§ Selected passage
● ● ● ●
Financial relationships between biomedical companies and organizations that produce clinical practice guidelines are common, but often unreported.
Sixty-three per cent of organizations that published clinical practice guidelines on the National Guideline Clearinghouse website in 2012 reported receiving funds from biomedical companies, but these relationships were seldom disclosed in the guidelines, according to a new study published by Henry Stelfox and colleagues from the University of Calgary, Calgary, Canada, in PLOS Medicine.
Through cross-sectional surveys and a review of the websites of organizations that produced clinical practice guidelines published on the National Guidelines Clearinghouse website in 2012, the researchers collected information about sources of funding, conflict of interest policies, and disclosures of conflicts of interest. Of the 95 organizations producing clinical practice guidelines, 80% reported having a policy for managing conflicts of interest. In the clinical practice guidelines, disclosure statements (disclosing presence or absence of financial relationships with biomedical companies) for direct funding sources to produce the guideline were available in 65% (188/290) of guidelines; disclosure statements for financial relationships of guideline committee members were available in 51% (147/290); but only 1% (4/290) included disclosure of financial relationships of the organizations producing the guideline. Furthermore, clinical practice guidelines produced by organizations with more comprehensive conflict of interest policies included relatively fewer positive (?9%) and more negative (+32%) recommendations regarding patented biomedical products and were more likely to include disclosure statements for direct funding sources (+31%) and the financial relationships of the guideline committee members (+36%).
While the study was limited by the use of the National Guidelines Clearinghouse as the single source of clinical practice guidelines and self-report of survey responses and website postings, the findings suggest that clinical practice guidelines are vulnerable to influence from biomedical companies.
The authors say: "Our study highlights the need for an effective policy to manage organizational conflicts of interest and disclosure of financial relationships."
● ● ● ●
§ Provided information
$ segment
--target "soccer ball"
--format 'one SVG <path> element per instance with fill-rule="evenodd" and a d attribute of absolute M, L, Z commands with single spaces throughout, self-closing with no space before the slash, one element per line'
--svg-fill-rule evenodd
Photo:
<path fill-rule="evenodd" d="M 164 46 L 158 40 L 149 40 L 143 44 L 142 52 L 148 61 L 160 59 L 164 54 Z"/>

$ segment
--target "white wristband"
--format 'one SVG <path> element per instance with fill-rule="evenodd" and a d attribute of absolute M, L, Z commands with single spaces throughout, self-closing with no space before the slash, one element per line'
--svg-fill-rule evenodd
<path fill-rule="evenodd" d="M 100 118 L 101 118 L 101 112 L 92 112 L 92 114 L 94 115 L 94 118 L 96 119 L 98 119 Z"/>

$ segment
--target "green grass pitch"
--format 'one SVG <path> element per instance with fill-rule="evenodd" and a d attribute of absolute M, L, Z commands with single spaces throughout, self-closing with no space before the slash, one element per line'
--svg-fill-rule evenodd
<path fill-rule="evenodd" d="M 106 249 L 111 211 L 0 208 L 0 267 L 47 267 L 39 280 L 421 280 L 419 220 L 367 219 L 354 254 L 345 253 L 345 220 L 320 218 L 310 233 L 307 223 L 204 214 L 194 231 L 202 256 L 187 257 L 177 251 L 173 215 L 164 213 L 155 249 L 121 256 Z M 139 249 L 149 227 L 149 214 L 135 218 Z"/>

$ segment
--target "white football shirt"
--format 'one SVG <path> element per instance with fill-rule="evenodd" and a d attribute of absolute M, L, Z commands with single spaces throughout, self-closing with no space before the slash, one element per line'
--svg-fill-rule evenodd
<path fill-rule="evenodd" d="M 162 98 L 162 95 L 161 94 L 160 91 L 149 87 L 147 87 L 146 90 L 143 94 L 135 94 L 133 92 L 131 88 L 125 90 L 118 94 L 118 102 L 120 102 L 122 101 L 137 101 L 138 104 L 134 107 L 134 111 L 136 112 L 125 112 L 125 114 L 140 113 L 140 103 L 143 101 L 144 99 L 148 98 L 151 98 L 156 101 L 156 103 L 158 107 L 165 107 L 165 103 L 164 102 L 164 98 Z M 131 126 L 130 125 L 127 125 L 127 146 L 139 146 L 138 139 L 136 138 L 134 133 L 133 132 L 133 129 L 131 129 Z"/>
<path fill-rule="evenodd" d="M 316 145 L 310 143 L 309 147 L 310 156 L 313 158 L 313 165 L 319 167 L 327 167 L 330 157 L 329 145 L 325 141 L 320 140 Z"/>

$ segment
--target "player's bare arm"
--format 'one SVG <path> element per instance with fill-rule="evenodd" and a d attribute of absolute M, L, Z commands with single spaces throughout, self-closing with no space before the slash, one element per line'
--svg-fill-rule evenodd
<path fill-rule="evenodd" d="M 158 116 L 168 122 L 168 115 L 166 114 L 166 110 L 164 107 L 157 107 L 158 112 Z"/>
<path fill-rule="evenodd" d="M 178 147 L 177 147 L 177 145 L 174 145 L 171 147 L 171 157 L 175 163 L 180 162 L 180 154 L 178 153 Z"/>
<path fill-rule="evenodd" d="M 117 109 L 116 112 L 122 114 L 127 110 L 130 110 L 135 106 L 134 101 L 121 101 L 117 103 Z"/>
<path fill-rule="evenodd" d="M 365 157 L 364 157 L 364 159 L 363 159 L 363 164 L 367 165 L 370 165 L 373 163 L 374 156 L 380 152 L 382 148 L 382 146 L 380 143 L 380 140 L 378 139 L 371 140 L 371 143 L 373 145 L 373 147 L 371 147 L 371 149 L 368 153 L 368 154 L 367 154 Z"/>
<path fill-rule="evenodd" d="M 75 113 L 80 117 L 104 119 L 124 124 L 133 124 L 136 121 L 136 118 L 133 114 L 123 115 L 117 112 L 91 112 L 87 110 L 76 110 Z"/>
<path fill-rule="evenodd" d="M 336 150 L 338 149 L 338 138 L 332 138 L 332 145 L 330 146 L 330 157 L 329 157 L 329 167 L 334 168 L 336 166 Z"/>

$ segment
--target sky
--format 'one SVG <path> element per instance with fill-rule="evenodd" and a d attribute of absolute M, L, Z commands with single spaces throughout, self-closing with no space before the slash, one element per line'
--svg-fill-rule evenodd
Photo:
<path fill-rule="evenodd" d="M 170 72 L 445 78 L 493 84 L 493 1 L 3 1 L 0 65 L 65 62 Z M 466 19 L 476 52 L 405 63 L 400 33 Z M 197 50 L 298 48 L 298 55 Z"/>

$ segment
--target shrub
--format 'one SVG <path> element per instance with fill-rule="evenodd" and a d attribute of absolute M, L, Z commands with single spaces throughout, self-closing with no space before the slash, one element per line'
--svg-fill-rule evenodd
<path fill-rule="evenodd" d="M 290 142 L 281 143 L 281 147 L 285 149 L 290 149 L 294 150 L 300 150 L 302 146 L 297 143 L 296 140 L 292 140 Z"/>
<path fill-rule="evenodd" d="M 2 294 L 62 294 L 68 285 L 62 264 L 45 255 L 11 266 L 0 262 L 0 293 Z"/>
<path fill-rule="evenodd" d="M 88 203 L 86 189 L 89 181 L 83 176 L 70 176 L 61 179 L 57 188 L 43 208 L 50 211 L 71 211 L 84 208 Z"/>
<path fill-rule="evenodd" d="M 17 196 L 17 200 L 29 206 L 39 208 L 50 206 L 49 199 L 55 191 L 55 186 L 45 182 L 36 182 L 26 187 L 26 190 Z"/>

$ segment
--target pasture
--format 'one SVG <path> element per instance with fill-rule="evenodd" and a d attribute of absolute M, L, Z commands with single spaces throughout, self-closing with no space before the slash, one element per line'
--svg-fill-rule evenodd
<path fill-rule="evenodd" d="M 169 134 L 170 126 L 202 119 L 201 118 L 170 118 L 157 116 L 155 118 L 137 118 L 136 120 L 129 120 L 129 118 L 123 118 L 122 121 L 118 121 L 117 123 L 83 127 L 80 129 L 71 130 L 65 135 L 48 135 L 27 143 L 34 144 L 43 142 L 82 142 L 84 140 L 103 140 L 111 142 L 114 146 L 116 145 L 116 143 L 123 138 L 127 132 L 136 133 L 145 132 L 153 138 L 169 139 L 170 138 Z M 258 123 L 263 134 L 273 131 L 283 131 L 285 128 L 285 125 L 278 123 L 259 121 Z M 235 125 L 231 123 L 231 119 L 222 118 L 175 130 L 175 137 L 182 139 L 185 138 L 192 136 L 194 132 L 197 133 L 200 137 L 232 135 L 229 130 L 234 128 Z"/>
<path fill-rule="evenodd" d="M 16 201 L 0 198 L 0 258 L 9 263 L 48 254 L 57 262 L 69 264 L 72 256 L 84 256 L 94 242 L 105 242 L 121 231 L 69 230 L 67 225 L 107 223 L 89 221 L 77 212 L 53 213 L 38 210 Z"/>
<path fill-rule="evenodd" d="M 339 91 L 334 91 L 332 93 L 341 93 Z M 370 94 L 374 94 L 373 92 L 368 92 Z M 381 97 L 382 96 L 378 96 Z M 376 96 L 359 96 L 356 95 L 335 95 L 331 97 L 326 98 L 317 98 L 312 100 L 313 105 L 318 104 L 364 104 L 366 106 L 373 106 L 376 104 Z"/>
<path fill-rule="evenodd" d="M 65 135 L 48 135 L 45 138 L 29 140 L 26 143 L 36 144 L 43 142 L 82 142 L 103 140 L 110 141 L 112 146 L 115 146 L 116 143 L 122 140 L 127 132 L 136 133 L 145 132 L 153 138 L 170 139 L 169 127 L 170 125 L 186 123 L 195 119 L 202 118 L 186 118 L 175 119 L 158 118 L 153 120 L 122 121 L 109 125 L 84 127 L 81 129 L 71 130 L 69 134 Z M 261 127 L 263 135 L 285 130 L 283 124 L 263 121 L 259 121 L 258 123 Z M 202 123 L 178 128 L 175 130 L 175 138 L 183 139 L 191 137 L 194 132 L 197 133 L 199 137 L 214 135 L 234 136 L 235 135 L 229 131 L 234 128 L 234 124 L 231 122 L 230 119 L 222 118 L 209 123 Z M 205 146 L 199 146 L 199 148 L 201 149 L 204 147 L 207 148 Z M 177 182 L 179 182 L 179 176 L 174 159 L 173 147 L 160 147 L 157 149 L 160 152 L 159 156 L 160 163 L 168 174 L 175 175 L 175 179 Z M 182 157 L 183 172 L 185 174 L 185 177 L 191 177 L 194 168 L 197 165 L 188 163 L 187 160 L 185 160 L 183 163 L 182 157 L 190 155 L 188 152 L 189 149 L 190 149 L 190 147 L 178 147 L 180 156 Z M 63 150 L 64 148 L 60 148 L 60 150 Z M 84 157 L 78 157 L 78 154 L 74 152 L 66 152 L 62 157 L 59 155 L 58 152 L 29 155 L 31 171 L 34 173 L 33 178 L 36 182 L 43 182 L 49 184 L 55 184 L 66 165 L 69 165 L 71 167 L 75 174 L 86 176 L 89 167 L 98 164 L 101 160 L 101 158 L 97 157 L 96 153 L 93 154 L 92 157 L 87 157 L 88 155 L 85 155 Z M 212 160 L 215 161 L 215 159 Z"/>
● ● ● ●
§ What is needed
From the report on guideline funding, list each kind of disclosure statement the researchers checked for in the clinical practice guidelines, along with the share of the 290 guidelines that included it. The entries have nothing to do with the report on guideline funding.

§ Completed task
- Direct funding sources to produce the guideline: 65% (188/290)
- Financial relationships of guideline committee members: 51% (147/290)
- Financial relationships of the organizations producing the guideline: 1% (4/290)